====== Material supplied ======

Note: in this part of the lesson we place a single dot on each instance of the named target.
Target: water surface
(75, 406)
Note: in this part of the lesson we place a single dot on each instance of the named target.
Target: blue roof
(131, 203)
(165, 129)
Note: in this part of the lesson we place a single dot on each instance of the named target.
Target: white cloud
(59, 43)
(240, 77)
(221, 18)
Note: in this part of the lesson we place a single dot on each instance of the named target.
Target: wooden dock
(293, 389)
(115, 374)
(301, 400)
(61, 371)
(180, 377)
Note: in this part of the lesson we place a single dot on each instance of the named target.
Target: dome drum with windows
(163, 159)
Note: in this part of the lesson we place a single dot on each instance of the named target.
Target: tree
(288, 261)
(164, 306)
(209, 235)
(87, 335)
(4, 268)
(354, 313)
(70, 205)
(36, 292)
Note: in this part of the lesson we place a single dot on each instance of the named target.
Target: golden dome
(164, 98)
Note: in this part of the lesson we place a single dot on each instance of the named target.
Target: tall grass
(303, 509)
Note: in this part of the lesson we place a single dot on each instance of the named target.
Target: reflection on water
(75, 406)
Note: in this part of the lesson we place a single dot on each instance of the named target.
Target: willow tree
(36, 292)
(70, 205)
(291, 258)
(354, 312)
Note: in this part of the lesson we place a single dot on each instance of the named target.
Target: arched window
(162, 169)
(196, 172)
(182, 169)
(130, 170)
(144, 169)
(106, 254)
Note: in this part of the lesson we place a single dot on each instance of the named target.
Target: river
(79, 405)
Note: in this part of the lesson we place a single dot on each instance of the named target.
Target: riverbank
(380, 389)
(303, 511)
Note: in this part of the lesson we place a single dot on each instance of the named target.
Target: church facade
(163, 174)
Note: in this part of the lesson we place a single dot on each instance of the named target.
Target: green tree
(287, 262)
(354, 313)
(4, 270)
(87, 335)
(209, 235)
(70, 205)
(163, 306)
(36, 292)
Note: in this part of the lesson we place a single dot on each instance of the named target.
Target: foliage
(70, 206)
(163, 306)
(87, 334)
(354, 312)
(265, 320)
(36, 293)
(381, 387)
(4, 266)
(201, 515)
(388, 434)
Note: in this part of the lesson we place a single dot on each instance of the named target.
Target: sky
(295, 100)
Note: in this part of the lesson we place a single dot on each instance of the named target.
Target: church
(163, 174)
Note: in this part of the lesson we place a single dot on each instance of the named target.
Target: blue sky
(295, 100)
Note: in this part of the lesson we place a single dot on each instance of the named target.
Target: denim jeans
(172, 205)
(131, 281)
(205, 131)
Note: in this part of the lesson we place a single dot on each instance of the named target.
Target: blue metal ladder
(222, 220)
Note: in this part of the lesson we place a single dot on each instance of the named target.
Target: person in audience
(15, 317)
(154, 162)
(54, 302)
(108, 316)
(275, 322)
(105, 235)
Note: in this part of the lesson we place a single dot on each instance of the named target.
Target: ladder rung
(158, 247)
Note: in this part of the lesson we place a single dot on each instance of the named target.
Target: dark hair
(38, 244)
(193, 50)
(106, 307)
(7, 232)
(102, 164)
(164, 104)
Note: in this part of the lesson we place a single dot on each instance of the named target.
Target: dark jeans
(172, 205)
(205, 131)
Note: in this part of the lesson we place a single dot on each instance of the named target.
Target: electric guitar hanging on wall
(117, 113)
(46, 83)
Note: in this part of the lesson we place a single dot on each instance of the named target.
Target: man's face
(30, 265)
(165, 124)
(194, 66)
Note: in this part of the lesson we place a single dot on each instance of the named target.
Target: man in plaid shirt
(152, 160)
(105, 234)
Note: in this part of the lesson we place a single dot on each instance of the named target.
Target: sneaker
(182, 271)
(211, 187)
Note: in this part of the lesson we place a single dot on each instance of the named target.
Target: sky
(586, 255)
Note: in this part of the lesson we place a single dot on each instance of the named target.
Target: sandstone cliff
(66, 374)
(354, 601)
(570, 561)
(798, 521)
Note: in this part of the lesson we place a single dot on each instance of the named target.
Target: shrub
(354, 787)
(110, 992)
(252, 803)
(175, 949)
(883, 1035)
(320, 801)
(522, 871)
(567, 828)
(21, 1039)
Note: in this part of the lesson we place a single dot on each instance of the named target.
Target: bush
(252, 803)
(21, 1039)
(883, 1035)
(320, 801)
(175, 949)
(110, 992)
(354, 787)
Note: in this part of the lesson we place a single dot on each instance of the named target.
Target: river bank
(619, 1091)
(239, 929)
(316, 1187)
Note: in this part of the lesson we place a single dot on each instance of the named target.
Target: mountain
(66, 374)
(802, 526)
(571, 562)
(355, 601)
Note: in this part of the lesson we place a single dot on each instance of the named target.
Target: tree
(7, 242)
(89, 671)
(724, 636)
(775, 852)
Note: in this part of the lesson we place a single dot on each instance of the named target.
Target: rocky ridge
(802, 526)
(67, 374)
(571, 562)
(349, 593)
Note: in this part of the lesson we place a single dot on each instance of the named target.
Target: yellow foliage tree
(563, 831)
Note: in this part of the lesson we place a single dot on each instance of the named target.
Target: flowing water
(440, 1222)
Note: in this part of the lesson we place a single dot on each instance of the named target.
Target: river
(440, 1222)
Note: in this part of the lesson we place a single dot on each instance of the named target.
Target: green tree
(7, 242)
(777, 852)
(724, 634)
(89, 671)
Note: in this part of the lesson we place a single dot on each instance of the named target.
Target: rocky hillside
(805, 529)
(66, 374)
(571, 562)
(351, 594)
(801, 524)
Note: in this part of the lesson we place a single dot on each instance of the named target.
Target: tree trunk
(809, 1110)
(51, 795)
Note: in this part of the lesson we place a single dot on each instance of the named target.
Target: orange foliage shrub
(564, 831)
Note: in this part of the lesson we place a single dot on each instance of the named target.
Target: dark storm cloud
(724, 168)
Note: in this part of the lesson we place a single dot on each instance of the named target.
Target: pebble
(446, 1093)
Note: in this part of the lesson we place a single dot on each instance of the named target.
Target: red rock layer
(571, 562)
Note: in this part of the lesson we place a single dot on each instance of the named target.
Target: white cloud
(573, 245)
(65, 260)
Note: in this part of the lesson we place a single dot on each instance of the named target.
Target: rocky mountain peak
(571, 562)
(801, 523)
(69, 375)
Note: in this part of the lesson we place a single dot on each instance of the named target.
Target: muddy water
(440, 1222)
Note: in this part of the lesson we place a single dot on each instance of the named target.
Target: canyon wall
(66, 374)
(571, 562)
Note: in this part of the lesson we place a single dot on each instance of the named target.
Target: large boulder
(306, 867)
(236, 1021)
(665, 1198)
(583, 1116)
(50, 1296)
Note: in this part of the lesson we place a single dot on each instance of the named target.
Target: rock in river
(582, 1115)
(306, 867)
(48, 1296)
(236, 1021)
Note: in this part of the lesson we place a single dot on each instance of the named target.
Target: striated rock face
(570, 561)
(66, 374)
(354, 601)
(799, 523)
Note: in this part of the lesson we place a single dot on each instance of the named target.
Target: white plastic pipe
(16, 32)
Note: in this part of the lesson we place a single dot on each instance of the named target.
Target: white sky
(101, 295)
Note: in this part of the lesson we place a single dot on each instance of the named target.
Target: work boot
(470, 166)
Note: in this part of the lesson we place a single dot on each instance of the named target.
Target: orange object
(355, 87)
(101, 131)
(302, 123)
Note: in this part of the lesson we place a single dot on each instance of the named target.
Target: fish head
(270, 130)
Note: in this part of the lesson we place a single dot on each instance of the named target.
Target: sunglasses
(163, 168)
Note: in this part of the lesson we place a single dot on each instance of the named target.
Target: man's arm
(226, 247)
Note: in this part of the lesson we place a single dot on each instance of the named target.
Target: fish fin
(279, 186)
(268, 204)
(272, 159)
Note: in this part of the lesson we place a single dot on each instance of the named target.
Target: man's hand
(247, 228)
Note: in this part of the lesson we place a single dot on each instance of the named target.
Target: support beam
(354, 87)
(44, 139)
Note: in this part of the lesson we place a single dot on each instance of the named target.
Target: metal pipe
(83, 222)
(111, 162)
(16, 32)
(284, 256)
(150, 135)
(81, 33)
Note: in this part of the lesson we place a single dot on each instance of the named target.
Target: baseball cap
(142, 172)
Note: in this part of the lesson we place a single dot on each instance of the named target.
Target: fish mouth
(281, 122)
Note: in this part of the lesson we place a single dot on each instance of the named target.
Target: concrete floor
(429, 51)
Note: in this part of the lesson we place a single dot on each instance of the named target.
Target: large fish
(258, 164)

======

How to complete this task:
Only the lines from the one containing "Target: support beam" through the final line above should be duplicated, exactly as they stand.

Exercise output:
Target: support beam
(354, 87)
(44, 139)
Note: in this part of the lesson we place a single dot on each instance of the named target.
Target: metal pipe
(83, 222)
(111, 162)
(16, 32)
(284, 256)
(150, 135)
(81, 33)
Note: in this part of the lesson we place a single dot on each instance of the named target.
Target: baseball cap
(142, 172)
Note: in this part of the lesson we place a single dot on each instance of the named target.
Target: fish mouth
(281, 122)
Note: in this part of the lesson we place a single dot on each instance of the named target.
Target: concrete floor
(429, 51)
Note: in this part of the lesson we place a single dot on each instance of the named target.
Target: large fish
(258, 164)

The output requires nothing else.